(WHAT THIS TASK INVOLVES) Start at the line containing "indicate the leaf" and transcribe every line exactly through the end of the records below, and only those lines.

(SUPPLIED RECORDS)
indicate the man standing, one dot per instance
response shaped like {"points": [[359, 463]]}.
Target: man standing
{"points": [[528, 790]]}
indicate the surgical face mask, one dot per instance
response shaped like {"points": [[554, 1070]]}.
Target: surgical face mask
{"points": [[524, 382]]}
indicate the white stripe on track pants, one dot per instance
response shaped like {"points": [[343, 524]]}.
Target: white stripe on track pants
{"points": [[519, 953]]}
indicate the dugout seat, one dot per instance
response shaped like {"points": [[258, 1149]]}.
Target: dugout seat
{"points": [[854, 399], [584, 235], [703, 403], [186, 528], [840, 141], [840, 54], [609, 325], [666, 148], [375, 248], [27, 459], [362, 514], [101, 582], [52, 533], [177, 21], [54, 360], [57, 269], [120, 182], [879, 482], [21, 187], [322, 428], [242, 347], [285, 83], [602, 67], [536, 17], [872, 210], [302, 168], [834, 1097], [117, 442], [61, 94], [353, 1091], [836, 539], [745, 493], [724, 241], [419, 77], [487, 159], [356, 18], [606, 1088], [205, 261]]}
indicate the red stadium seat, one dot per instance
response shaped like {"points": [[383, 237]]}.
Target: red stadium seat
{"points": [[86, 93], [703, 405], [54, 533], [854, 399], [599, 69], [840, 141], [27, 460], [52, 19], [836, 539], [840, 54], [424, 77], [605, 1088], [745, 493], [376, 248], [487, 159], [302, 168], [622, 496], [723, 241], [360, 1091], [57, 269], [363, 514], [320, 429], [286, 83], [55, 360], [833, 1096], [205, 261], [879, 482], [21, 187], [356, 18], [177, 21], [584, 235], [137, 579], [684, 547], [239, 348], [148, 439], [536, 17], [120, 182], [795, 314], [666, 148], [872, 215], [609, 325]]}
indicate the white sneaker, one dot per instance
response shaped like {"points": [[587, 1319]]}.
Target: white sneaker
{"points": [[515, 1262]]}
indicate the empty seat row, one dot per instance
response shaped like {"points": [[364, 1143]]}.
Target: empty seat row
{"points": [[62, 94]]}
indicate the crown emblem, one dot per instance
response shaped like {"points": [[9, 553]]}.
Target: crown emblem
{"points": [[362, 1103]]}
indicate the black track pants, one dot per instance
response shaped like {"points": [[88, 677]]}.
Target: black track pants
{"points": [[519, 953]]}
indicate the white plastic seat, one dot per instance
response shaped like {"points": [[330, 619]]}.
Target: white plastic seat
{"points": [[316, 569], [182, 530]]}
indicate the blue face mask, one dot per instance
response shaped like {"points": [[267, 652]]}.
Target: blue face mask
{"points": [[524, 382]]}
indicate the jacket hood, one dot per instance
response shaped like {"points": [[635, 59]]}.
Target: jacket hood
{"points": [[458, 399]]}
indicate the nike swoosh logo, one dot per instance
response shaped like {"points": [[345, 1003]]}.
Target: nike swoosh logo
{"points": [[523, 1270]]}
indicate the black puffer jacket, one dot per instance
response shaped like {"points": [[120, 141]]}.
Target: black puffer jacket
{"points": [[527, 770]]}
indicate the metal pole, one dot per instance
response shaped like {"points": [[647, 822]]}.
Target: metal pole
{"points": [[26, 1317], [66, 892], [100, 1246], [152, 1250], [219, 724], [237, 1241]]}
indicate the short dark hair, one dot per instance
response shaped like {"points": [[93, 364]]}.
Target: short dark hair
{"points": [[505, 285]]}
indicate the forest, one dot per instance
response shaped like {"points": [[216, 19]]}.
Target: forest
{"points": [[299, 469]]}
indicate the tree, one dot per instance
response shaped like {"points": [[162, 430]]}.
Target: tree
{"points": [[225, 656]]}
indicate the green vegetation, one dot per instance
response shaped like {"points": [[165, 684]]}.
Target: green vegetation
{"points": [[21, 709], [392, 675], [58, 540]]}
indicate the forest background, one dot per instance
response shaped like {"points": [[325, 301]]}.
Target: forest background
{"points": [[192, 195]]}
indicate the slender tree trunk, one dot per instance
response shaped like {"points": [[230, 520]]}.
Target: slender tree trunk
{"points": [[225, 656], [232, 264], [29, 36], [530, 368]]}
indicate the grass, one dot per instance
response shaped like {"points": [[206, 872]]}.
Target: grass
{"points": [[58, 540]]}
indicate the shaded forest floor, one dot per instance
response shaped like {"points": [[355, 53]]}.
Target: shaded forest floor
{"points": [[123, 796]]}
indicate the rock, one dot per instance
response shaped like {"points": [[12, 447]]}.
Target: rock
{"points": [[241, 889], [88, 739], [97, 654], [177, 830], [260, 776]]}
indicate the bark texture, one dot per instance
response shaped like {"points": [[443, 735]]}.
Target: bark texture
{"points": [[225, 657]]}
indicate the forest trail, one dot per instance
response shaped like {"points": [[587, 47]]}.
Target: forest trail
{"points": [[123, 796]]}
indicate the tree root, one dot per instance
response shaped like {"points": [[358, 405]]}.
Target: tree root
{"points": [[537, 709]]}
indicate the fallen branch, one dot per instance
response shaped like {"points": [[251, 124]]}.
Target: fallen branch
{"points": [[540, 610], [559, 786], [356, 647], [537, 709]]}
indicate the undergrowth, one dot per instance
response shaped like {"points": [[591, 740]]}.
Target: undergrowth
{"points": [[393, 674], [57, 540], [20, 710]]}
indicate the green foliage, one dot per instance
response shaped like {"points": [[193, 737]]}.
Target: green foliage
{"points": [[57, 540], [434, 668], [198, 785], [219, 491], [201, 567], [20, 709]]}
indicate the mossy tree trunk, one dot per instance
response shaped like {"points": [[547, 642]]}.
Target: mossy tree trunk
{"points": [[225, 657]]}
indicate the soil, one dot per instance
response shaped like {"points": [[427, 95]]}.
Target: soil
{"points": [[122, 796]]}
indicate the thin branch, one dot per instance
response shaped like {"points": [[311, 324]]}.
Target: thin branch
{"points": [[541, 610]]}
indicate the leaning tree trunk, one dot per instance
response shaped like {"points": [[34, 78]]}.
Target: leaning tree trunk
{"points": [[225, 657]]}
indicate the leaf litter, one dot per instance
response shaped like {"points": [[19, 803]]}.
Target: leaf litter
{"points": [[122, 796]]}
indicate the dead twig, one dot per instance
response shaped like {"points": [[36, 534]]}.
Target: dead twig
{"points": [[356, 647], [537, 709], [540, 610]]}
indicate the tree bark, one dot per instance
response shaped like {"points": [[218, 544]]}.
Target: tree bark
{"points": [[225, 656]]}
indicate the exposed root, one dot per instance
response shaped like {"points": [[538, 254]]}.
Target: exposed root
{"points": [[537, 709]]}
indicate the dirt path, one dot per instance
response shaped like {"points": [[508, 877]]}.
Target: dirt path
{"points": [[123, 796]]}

(ANSWER TO THIS PROBLEM)
indicate the leaf litter, one dot per instance
response shaped like {"points": [[19, 803]]}.
Target: leaf litter
{"points": [[122, 796]]}
indicate the dead twig, one dot per instance
response shaped like {"points": [[36, 534]]}.
Target: dead twig
{"points": [[356, 647], [537, 709], [540, 610]]}
indicate the tree bark, one dot per instance
response shaped like {"points": [[218, 544]]}.
Target: tree bark
{"points": [[225, 656]]}
indicate the exposed root, one dot per instance
response shaped like {"points": [[538, 254]]}.
Target: exposed root
{"points": [[537, 709]]}
indicate the dirt path, one dot per instance
response shaped like {"points": [[508, 877]]}.
Target: dirt path
{"points": [[123, 796]]}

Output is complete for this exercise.